Provided passage -
>>>
D.P.
My son is like that--he likes to be "on the go" all the time.
Think up & plan some activities to do at home: crafts, games, etc.
Get a good schedule going where an outing (an errand even) happens once per day.
Hi girls,
I am so used to be employed, but since the recession hit I have been on and off work. My son has been in daycare almost his whole life, since he was 2 months old.. My husband and I recently discussed that my toddler, who is 2 and half, needs to be at home with me now. He does not learn anything at daycare as far as eating with spoon, drinking from a glass etc.. that is my job.. (I have always assumed that he will learn this from observing other kids).
Problem is, whenever my little boy is at home we have always had activities to do with him, take him to the park, out to the store, to the botanical gardens etc. etc. and now he is so used to doing that every day he is home, that he gets upset, or goes to get his shoes to go out, if we don't prompt it first.
I think having him home would be a great benefit to him. (My sanity will be put to the test.. but I think its worth it). He needs someone to teach him life skills, and to be honest, daycare teachers are sweet and kind, but they are not responsible for our children's up bringing.
>My question(s) is this:
Have you recently stopped working to be home with the kids?
How do I wean him off having to go somewhere every single day? (I know he is going to throw toddler tantrums in the mornings if I am not dressed and ready to take him out.)
My son is like that--he likes to be "on the go" all the time.
<<<
Task 1 -
Copy out the listing word for word, starting with the line that contains "Where can the hand" and going on through the end of the listing.
The post and the listing come from unrelated sources.

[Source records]
>>>
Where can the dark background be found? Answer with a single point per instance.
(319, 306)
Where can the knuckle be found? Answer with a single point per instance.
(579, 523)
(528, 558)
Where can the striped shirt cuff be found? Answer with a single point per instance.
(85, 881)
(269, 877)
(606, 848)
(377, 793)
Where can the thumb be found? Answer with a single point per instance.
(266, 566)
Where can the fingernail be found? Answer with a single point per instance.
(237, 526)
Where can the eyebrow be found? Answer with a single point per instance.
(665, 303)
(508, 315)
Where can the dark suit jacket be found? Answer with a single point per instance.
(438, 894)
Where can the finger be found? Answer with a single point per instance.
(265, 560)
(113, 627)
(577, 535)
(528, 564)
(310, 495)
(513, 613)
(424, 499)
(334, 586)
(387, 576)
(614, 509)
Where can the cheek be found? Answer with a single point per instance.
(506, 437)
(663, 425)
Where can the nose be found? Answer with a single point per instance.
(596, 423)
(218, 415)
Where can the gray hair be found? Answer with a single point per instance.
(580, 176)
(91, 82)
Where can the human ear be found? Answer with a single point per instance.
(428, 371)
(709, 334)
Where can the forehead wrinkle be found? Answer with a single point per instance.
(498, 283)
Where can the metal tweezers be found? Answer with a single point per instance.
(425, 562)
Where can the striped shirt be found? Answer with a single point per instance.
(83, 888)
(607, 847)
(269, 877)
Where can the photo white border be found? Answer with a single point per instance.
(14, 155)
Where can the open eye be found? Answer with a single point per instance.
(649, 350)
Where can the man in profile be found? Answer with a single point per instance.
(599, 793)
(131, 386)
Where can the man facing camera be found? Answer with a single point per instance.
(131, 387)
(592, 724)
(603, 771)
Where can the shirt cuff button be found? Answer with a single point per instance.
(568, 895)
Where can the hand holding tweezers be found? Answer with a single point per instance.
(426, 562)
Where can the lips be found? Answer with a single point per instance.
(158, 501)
<<<
Task 2 -
In the post, update the part starting with "I think having" and going on through "take him out.)", replacing "sanity" with "patience".

Task output 1 -
Where can the hand holding tweezers be found? Answer with a single point per instance.
(426, 562)
Where can the lips be found? Answer with a single point per instance.
(158, 501)

Task output 2 -
I think having him home would be a great benefit to him. (My patience will be put to the test.. but I think its worth it). He needs someone to teach him life skills, and to be honest, daycare teachers are sweet and kind, but they are not responsible for our children's up bringing.
>My question(s) is this:
Have you recently stopped working to be home with the kids?
How do I wean him off having to go somewhere every single day? (I know he is going to throw toddler tantrums in the mornings if I am not dressed and ready to take him out.)